• **Data for processing**:

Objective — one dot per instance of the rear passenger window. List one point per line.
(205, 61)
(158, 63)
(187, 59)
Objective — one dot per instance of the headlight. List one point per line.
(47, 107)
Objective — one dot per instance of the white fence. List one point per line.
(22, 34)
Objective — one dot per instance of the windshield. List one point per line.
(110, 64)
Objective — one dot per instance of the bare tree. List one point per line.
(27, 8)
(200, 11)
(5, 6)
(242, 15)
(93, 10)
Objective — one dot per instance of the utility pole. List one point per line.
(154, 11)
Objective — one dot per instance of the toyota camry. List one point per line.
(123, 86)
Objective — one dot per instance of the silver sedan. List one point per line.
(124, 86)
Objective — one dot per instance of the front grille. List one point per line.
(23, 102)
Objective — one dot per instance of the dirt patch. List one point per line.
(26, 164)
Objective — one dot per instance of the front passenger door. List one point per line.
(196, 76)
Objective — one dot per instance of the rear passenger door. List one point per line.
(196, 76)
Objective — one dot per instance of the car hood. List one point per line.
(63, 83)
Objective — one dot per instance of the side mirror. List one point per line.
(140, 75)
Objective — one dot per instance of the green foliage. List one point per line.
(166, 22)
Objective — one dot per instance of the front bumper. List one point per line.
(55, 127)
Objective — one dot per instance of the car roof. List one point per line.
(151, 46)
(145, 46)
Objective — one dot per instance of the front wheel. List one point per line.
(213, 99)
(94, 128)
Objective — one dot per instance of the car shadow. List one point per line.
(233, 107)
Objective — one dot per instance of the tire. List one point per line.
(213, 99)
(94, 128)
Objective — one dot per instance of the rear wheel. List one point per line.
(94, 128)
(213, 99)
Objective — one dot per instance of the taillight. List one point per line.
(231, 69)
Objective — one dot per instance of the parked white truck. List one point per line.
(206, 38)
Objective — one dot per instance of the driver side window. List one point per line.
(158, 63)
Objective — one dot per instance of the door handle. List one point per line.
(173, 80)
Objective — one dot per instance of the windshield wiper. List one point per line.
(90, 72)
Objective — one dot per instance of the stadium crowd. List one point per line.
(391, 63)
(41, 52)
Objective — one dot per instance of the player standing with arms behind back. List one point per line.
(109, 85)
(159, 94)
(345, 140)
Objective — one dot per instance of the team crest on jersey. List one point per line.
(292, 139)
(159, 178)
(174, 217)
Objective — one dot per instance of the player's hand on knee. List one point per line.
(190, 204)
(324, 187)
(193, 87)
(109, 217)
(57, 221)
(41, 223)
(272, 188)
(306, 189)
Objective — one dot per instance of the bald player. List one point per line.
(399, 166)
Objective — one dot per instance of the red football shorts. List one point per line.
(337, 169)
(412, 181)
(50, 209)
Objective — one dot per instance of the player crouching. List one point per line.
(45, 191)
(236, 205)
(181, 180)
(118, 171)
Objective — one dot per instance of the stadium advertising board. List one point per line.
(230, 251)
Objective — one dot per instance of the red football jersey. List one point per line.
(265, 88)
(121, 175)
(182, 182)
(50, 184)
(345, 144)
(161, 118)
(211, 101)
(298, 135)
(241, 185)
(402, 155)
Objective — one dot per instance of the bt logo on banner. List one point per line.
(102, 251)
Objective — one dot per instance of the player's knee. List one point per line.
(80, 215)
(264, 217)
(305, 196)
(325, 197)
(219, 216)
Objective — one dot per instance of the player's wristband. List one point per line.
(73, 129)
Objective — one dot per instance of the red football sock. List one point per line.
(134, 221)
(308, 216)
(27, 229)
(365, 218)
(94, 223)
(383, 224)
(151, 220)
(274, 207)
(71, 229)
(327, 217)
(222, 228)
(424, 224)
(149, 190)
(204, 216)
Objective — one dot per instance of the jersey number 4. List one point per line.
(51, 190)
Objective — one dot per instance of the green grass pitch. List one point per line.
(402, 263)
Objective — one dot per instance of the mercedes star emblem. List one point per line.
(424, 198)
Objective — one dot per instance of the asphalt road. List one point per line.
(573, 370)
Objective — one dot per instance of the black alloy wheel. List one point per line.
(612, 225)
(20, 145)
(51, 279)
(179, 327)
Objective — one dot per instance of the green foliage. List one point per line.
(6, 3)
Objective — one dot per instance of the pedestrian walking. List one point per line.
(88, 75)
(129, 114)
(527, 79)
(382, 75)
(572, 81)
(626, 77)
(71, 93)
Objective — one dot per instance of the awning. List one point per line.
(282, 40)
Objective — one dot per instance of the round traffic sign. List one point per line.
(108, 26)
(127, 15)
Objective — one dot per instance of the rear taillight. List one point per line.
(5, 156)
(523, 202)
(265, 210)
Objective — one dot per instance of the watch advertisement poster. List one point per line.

• **Directions**:
The expected result is every record above, duplicated exactly.

• **Expected answer**:
Objective — one dot per instance of the rear passenger window. List one point per line.
(205, 61)
(158, 63)
(187, 59)
Objective — one dot per instance of the headlight. List one point per line.
(47, 107)
Objective — one dot per instance of the white fence. List one point per line.
(22, 34)
Objective — one dot per instance of the windshield. List one point per line.
(110, 64)
Objective — one dot per instance of the bare tree. List one point per line.
(27, 8)
(200, 11)
(5, 6)
(242, 15)
(93, 10)
Objective — one dot per instance of the utility pole. List one point per line.
(154, 11)
Objective — one dot per instance of the toyota camry. List one point per line.
(123, 86)
Objective — one dot per instance of the silver sedan. List one point per line.
(124, 86)
Objective — one dot per instance of the front grille. List one point per line.
(23, 102)
Objective — one dot per instance of the dirt patch. List one point per line.
(26, 164)
Objective — one dot per instance of the front passenger door. List one point per line.
(196, 76)
Objective — one dot per instance of the rear passenger door. List one point per line.
(196, 76)
Objective — one dot per instance of the car hood. List one point per line.
(63, 83)
Objective — one dot per instance of the side mirror. List one point per line.
(140, 75)
Objective — one dot per instance of the green foliage. List one point per line.
(166, 22)
Objective — one dot per instance of the front bumper. List one point per line.
(55, 127)
Objective — one dot per instance of the car roof. List one point per line.
(151, 46)
(145, 46)
Objective — one dot per instance of the front wheel. List one point per line.
(213, 99)
(94, 128)
Objective — one dot per instance of the car shadow. List one point per line.
(233, 107)
Objective — one dot per instance of the tire. List one point per line.
(213, 99)
(94, 128)
Objective — one dot per instance of the rear wheel. List one point per line.
(94, 128)
(213, 99)
Objective — one dot per instance of the taillight. List one point per line.
(231, 69)
Objective — one dot per instance of the parked white truck. List one point per line.
(206, 38)
Objective — one dot per instance of the driver side window. List one point per line.
(158, 63)
Objective — one dot per instance of the door handle. List one point per line.
(173, 80)
Objective — one dot per instance of the windshield wiper. List one point per line.
(90, 72)
Objective — one dot per instance of the stadium crowd. List one point per line.
(391, 63)
(41, 52)
Objective — one dot per instance of the player standing with arms behind back. List one point per line.
(109, 85)
(159, 94)
(345, 140)
Objective — one dot per instance of the team crest on jersey. List one point per line.
(292, 139)
(159, 178)
(174, 217)
Objective — one dot per instance of the player's hand on knee. List one point per line.
(190, 204)
(324, 187)
(193, 87)
(109, 217)
(57, 221)
(41, 223)
(272, 188)
(306, 189)
Objective — one dot per instance of the bald player. List one point per line.
(399, 166)
Objective — one dot per instance of the red football shorts. List one point per line.
(337, 169)
(412, 181)
(50, 209)
Objective — one dot per instance of the player crouching. List one point per line.
(45, 191)
(236, 205)
(181, 180)
(118, 171)
Objective — one dot per instance of the stadium advertising board. List one point per line.
(230, 251)
Objective — one dot per instance of the red football jersey. List one point per line.
(265, 88)
(121, 175)
(182, 182)
(50, 184)
(345, 144)
(161, 118)
(211, 101)
(298, 135)
(241, 185)
(402, 155)
Objective — one dot per instance of the bt logo on banner. List one point per line.
(102, 251)
Objective — one dot per instance of the player's knee. List one point per line.
(80, 215)
(264, 217)
(305, 196)
(325, 197)
(219, 216)
Objective — one dot per instance of the player's wristband. List one point per line.
(73, 129)
Objective — one dot per instance of the red football sock. List one point per line.
(134, 221)
(308, 216)
(27, 229)
(365, 218)
(94, 223)
(383, 224)
(151, 220)
(274, 207)
(71, 229)
(327, 217)
(222, 228)
(424, 224)
(149, 190)
(204, 216)
Objective — one dot per instance of the jersey number 4. List one point per line.
(51, 190)
Objective — one dot per instance of the green grass pitch. List one point per line.
(402, 263)
Objective — one dot per instance of the mercedes star emblem. List one point per line.
(424, 198)
Objective — one dot per instance of the asphalt road. List one point per line.
(573, 370)
Objective — one dot per instance of the black alloy wheel. List one point per line.
(612, 225)
(20, 145)
(51, 279)
(179, 327)
Objective — one dot per instance of the green foliage. List one point per line.
(6, 3)
Objective — one dot per instance of the pedestrian walking. List one point per line.
(88, 75)
(129, 114)
(527, 79)
(382, 75)
(572, 81)
(626, 77)
(71, 93)
Objective — one dot per instance of the awning. List one point per line.
(282, 40)
Objective — one dot per instance of the round traffic sign. List one point per line.
(108, 26)
(127, 15)
Objective — one dot per instance of the rear taillight. List one point per line.
(5, 156)
(523, 202)
(265, 210)
Objective — one dot per instance of the watch advertisement poster. List one point per line.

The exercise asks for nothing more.